### Text to read
Selena y Los Dinos's struggles during the production of Alpha were dramatized by Christian Serratos and Gabriel Chavarria as Selena and A.B., respectively, in Netflix's two-part limited drama Selena: The Series (2020–21). In the series, A.B. looks at previous Tejano Music Award for Songwriter of the Year winners, noticing that Silva is the top-awarded writer. He requested original material from Silva at the 1986 Tejano Music Awards (TMAs), but Silva was unwilling to provide songs to "a bunch of kids". After persuading Silva to provide the group with two songs, he regretted his decision the following day. Feeling defeated, A.B. isolates himself in his room, and Abraham encourages A.B. to write songs. A.B. teaches himself how to write songs by listening to previous winners, understanding a song's musical structure, and scale. In the series, Serratos lip-syncs to the group's works. Savannah Walsh of Elle called the scene an "exhilarating performance". Marco Torres of Houstonia recalled listening to "Dame un Beso" two decades ago during Tejano music's golden age, finding the inclusion of the song in the series as nostalgic.

Professional ratings
Review scores
| Source | Rating |
| Allmusic | Star |

== Commercial performance and awards ==
Alpha was a moderate success for the group, which provided them with a growing fan base. The album led Selena to be nominated for the Tejano Music Award for Female Vocalist of the Year at the 1987 Tejano Music Awards. Selena's win for the Tejano Music Award for Entertainer of the Year flabbergasted audiences that a 15-year-old dethroned the genre's frontwoman Laura Canales. Selena y Los Dinos was also nominated for Most Promising Band, making Selena the only female artist to be nominated outside of the Female Vocalist category. Alpha was also nominated for the Tejano Music Award for Album of the Year.

"Dame un Beso" was released on radio and generated considerable airplay, becoming Selena's first commercially acclaimed single of her career. The song was one of the most played songs on radio stations in Texas while ranking at number one in El Paso, Texas. Radio stations KBNA, a bilingual station with the highest audience impressions in El Paso, and XZOL reported "Dame un Beso" received "plenty of spins". The song generated spins on Radio Cañón-owned stations in Ciudad Juárez. The song was also nominated at the 1987 Tejano Music Awards for both Single of the Year and Song of the Year. "Dame un Beso" and "Dame Tu Amor" received a resurgence in popularity in the 21st century; the former peaked at number 25 on the US Billboard Latin Digital Song Sales chart in 2020, while the latter peaked at number 31 on the Hot Ringtones chart in 2006.

[Outline rows]
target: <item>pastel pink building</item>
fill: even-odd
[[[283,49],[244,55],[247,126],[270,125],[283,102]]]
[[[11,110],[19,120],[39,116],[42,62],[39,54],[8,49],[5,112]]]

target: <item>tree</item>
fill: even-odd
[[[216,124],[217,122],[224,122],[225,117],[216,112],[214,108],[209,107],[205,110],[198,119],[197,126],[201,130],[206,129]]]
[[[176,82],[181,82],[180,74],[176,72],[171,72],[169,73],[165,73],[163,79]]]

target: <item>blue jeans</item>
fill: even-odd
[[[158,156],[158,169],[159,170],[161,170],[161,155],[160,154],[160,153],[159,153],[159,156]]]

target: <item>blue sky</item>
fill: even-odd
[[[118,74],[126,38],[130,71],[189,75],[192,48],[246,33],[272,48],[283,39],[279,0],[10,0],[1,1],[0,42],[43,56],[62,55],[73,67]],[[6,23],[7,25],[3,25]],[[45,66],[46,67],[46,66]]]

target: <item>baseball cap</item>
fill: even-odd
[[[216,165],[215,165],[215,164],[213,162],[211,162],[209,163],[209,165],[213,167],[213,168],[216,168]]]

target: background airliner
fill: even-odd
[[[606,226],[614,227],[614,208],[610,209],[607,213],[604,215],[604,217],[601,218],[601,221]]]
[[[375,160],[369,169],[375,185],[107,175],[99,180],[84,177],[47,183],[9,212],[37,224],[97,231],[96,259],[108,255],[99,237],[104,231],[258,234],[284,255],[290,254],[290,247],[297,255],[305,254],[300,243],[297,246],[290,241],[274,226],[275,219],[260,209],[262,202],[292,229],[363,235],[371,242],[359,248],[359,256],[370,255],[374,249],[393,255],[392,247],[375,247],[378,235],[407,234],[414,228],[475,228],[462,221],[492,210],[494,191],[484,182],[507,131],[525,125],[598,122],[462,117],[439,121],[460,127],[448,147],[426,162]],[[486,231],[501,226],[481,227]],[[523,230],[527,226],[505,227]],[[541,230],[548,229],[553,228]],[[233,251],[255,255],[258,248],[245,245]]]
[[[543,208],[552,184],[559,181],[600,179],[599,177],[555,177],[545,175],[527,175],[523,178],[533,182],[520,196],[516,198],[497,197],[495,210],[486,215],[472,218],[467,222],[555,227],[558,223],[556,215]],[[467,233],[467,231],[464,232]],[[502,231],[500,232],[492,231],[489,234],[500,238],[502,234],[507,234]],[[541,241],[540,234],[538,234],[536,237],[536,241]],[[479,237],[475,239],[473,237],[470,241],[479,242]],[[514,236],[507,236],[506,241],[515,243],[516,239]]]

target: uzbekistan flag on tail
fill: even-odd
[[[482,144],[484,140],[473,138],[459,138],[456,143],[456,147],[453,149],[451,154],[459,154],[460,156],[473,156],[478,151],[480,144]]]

### What to work on
a) Answer these three questions using the passage about the album Alpha:
(i) Who played A.B. in Selena: The Series?
(ii) Which frontwoman did Selena dethrone when she won Entertainer of the Year?
(iii) What peak position did "Dame Tu Amor" reach on the Hot Ringtones chart in 2006?
b) Turn the outline rows into a JSON list of strings, one string per line and blank lines omitted. Begin at the first line of the rows and stop after the line that contains "[[[11,110],[19,120],[39,116],[42,62],[39,54],[8,49],[5,112]]]".

### Expected answers
a)
(i) Gabriel Chavarria
(ii) Laura Canales
(iii) Number 31

b)
[
  "target: <item>pastel pink building</item>",
  "fill: even-odd",
  "[[[283,49],[244,55],[247,126],[270,125],[283,102]]]",
  "[[[11,110],[19,120],[39,116],[42,62],[39,54],[8,49],[5,112]]]"
]